**DATA FOR REVIEW**

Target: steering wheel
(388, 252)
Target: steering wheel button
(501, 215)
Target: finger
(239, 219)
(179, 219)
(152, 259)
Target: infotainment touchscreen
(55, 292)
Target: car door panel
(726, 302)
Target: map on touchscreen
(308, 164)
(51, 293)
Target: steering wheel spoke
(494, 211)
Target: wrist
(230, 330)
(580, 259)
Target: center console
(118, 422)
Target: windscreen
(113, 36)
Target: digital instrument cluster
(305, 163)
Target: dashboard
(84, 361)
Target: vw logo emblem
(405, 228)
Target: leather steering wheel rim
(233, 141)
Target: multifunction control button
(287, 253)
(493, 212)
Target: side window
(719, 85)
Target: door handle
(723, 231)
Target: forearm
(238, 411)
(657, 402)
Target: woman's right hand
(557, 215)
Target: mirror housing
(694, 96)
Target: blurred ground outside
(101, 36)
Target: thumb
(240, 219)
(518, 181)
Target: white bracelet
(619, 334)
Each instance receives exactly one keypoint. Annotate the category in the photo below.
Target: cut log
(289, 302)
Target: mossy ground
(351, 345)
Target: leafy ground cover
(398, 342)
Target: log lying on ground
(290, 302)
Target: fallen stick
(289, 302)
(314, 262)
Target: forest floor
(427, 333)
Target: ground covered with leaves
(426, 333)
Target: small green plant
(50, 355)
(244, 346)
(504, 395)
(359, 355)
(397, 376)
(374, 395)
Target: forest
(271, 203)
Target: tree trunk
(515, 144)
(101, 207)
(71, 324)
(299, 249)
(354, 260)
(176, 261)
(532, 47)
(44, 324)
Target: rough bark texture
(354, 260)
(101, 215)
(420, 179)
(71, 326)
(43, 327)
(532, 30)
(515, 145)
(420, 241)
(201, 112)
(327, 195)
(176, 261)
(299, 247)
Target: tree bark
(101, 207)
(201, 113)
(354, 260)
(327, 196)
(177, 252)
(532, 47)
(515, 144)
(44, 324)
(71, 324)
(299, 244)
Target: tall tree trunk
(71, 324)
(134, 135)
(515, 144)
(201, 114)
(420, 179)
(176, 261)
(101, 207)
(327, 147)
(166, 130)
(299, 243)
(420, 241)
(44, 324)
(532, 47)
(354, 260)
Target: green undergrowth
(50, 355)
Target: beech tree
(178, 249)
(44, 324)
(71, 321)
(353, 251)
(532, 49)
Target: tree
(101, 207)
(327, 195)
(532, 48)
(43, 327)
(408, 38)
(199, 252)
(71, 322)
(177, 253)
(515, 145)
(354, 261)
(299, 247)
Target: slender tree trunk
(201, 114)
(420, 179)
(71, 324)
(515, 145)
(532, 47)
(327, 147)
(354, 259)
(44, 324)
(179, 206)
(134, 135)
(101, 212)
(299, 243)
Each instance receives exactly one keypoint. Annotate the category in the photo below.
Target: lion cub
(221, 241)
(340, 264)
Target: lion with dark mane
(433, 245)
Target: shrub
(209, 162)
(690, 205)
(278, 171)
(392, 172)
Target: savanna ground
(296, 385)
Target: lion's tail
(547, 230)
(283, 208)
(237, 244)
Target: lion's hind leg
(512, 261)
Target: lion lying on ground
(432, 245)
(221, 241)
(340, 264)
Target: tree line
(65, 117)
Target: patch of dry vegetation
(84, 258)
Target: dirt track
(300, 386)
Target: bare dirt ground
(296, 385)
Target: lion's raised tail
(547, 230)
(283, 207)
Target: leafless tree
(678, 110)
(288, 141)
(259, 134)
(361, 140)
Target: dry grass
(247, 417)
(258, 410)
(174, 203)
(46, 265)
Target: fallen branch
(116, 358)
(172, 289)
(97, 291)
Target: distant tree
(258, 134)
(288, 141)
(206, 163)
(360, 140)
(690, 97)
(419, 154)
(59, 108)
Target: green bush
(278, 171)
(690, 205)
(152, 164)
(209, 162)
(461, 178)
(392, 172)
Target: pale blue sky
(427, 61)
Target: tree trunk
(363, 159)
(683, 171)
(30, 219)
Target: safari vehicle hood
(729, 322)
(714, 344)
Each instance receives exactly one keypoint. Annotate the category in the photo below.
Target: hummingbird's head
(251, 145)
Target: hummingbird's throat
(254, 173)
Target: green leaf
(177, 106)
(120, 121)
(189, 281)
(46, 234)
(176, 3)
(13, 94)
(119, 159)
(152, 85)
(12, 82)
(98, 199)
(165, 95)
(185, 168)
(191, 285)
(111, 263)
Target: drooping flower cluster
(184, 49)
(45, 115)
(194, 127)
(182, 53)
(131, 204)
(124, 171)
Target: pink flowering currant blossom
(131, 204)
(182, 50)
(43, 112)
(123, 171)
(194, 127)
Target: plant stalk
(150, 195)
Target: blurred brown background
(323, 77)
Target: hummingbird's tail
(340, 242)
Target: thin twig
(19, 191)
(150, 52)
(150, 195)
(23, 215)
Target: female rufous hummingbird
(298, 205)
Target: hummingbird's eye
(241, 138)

**INSTRUCTIONS FOR THE TASK**
Print the full listing verbatim. Leave nothing out.

**EXERCISE RESULT**
Target: steering wheel
(388, 252)
Target: steering wheel button
(501, 215)
Target: finger
(239, 219)
(179, 219)
(152, 259)
Target: infotainment touchscreen
(55, 292)
Target: car door panel
(726, 302)
Target: map on touchscreen
(308, 164)
(51, 293)
Target: steering wheel spoke
(494, 211)
Target: wrist
(230, 330)
(580, 259)
Target: center console
(118, 422)
Target: windscreen
(113, 36)
Target: digital instrument cluster
(305, 163)
Target: dashboard
(84, 361)
Target: vw logo emblem
(405, 228)
Target: leather steering wheel rim
(233, 141)
Target: multifunction control button
(287, 253)
(493, 212)
Target: side window
(719, 85)
Target: door handle
(723, 231)
Target: forearm
(238, 411)
(657, 402)
Target: woman's right hand
(557, 215)
Target: mirror housing
(694, 96)
Target: blurred ground outside
(101, 36)
Target: thumb
(240, 219)
(518, 181)
Target: white bracelet
(619, 334)
Each instance receives exactly one keypoint. Annotate the category in the photo below.
Target: cut log
(289, 302)
Target: mossy ground
(351, 345)
Target: leafy ground cover
(398, 342)
Target: log lying on ground
(290, 302)
Target: fallen stick
(289, 302)
(314, 262)
Target: forest floor
(427, 333)
Target: ground covered with leaves
(426, 333)
Target: small green plant
(50, 355)
(244, 346)
(504, 395)
(359, 355)
(397, 376)
(374, 395)
Target: forest
(271, 203)
Target: tree trunk
(515, 144)
(101, 207)
(71, 324)
(299, 249)
(354, 260)
(176, 261)
(532, 47)
(44, 324)
Target: rough bark texture
(354, 260)
(101, 215)
(420, 179)
(71, 326)
(43, 327)
(532, 30)
(515, 145)
(420, 241)
(201, 112)
(327, 195)
(176, 261)
(299, 247)
Target: tree bark
(101, 207)
(201, 113)
(354, 260)
(327, 196)
(177, 252)
(532, 47)
(515, 144)
(44, 324)
(71, 324)
(299, 244)
Target: tall tree trunk
(71, 324)
(134, 135)
(515, 144)
(201, 114)
(420, 179)
(176, 261)
(101, 207)
(327, 147)
(166, 130)
(299, 243)
(420, 241)
(44, 324)
(532, 47)
(354, 260)
Target: green undergrowth
(50, 355)
Target: beech tree
(178, 249)
(44, 324)
(71, 321)
(353, 251)
(532, 49)
Target: tree
(101, 207)
(327, 195)
(532, 48)
(43, 327)
(408, 38)
(199, 252)
(71, 322)
(177, 253)
(515, 145)
(354, 261)
(299, 247)
Target: slender tree trunk
(201, 114)
(420, 179)
(71, 324)
(515, 145)
(532, 47)
(327, 147)
(354, 259)
(44, 324)
(179, 206)
(134, 135)
(101, 212)
(299, 243)
Each instance receives exactly one keypoint. Annotate the category in the photo below.
Target: lion cub
(221, 241)
(340, 264)
Target: lion with dark mane
(433, 245)
Target: shrub
(209, 162)
(690, 205)
(278, 171)
(392, 172)
Target: savanna ground
(296, 385)
Target: lion's tail
(547, 230)
(283, 208)
(237, 244)
Target: lion's hind leg
(512, 261)
Target: lion lying on ground
(432, 245)
(221, 241)
(340, 264)
Target: tree line
(65, 117)
Target: patch of dry vegetation
(84, 258)
Target: dirt track
(300, 386)
Target: bare dirt ground
(296, 385)
Target: lion's raised tail
(547, 230)
(283, 207)
Target: leafless tree
(678, 110)
(288, 141)
(259, 134)
(361, 140)
Target: dry grass
(247, 417)
(258, 410)
(174, 203)
(46, 265)
Target: fallen branch
(116, 358)
(172, 289)
(97, 291)
Target: distant tree
(258, 134)
(288, 141)
(206, 163)
(360, 140)
(690, 97)
(419, 154)
(59, 108)
Target: green bush
(278, 171)
(690, 205)
(152, 164)
(209, 162)
(461, 178)
(392, 172)
Target: pale blue sky
(427, 61)
Target: tree trunk
(363, 159)
(683, 171)
(30, 219)
Target: safari vehicle hood
(729, 322)
(714, 344)
Each instance receives exactly one keypoint. Annotate the category in the photo below.
Target: hummingbird's head
(251, 145)
Target: hummingbird's throat
(254, 173)
Target: green leaf
(177, 106)
(120, 121)
(189, 281)
(46, 234)
(176, 3)
(13, 94)
(119, 159)
(152, 85)
(12, 82)
(98, 199)
(165, 95)
(185, 168)
(191, 285)
(111, 263)
Target: drooping flower cluster
(184, 49)
(45, 115)
(194, 127)
(182, 53)
(131, 204)
(124, 171)
Target: pink flowering currant blossom
(131, 204)
(182, 50)
(43, 112)
(123, 171)
(194, 127)
Target: plant stalk
(150, 195)
Target: blurred brown background
(323, 77)
Target: hummingbird's tail
(340, 242)
Target: thin twig
(19, 191)
(150, 52)
(150, 195)
(23, 215)
Target: female rufous hummingbird
(298, 205)
Target: hummingbird's eye
(241, 138)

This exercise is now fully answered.